AIM
Rewrite all of the data below with "one point per instance" swapped for "one point per object" and everything else unchanged. Leave the pictures out.

Location annotation dataset excerpts:
=-=-=-=-=
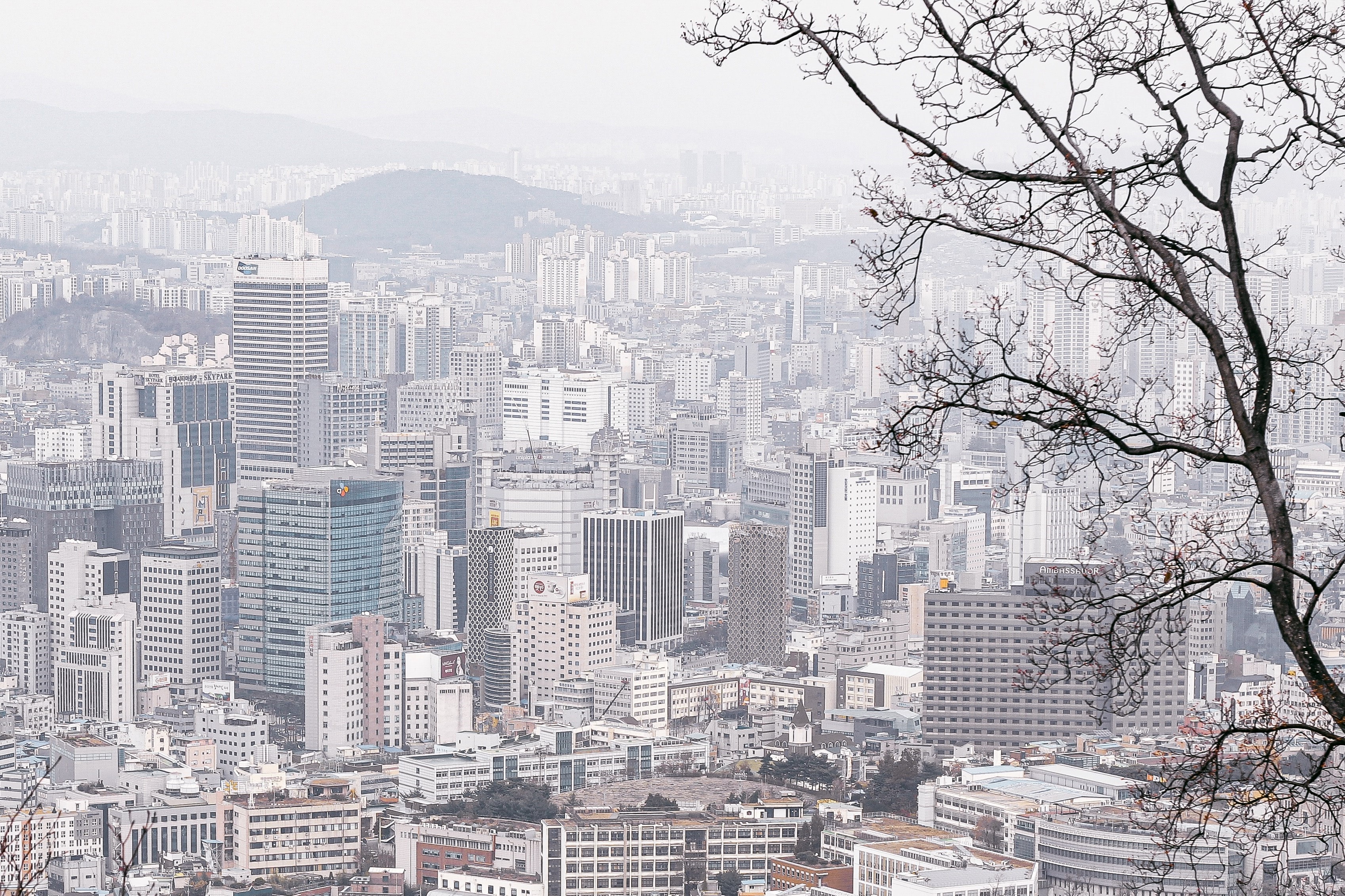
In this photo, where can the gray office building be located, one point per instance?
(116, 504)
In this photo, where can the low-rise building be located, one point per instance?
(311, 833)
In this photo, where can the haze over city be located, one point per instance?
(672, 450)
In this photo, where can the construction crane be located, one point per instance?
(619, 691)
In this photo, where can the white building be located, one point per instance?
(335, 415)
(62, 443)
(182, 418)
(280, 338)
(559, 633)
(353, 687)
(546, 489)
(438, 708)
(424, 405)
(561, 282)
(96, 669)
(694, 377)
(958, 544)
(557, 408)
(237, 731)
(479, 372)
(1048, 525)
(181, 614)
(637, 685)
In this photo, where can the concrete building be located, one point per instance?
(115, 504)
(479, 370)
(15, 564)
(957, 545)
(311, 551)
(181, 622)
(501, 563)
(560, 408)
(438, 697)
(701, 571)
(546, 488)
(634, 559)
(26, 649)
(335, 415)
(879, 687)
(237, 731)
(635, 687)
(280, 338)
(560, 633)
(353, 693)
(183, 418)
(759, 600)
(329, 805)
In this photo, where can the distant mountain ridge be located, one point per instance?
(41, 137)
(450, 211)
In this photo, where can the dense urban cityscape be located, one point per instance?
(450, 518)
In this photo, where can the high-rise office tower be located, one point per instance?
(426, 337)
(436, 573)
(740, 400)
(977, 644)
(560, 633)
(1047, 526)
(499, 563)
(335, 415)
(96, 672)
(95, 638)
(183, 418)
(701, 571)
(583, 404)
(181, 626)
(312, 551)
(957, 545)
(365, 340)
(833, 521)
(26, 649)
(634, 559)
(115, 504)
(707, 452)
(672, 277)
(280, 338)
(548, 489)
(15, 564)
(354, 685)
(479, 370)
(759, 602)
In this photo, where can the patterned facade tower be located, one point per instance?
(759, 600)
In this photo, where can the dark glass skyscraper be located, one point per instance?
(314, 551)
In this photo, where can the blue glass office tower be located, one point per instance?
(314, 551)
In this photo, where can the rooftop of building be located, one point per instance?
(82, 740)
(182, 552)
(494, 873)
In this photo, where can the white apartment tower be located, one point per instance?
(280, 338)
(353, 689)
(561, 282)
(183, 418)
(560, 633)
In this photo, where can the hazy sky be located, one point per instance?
=-=-=-=-=
SOLUTION TO THIS TASK
In this photo, where can the gray office building be located, one point per object?
(116, 504)
In this photo, where can the low-rise building be located, one point per object?
(311, 833)
In this photo, where can the haze over city be located, one point per object?
(672, 450)
In this photo, where can the construction crane be located, one point per object?
(619, 691)
In this photo, where can the white building be located, one point per object?
(335, 415)
(62, 443)
(182, 418)
(280, 338)
(559, 633)
(353, 687)
(546, 489)
(438, 708)
(424, 405)
(561, 282)
(96, 669)
(694, 377)
(958, 544)
(557, 408)
(237, 731)
(479, 372)
(1048, 525)
(181, 614)
(637, 685)
In this photo, where can the concrete building be located, one point per object?
(115, 504)
(479, 370)
(15, 564)
(957, 545)
(311, 551)
(181, 622)
(501, 563)
(560, 408)
(438, 697)
(701, 571)
(546, 488)
(634, 559)
(26, 649)
(335, 415)
(879, 687)
(237, 731)
(635, 687)
(280, 338)
(560, 633)
(353, 693)
(183, 418)
(759, 600)
(329, 805)
In this photo, where can the distant mountain ridge be located, one point per object?
(41, 137)
(450, 211)
In this photo, where can the dense urban cityscape be located, one point per object?
(450, 518)
In this photo, where can the high-rise office tower be located, one point per object?
(426, 337)
(436, 573)
(740, 400)
(977, 644)
(560, 633)
(1047, 526)
(499, 563)
(335, 415)
(96, 672)
(95, 638)
(183, 418)
(701, 571)
(583, 404)
(181, 626)
(312, 551)
(957, 545)
(365, 340)
(833, 521)
(26, 649)
(634, 559)
(115, 504)
(707, 452)
(672, 277)
(280, 338)
(548, 489)
(15, 564)
(354, 685)
(479, 370)
(759, 602)
In this photo, where can the patterned facade tower be located, one point per object?
(759, 600)
In this photo, where can the dark glass skyscraper be located, one point per object?
(314, 551)
In this photo, where can the blue glass office tower be located, one point per object?
(314, 551)
In this photo, where can the rooftop of building be located, one point per object?
(82, 740)
(182, 552)
(494, 873)
In this photo, where can the white apartment tower be located, one point per object?
(280, 338)
(353, 689)
(561, 282)
(183, 418)
(560, 633)
In this photo, where can the hazy sky be located, one point per object?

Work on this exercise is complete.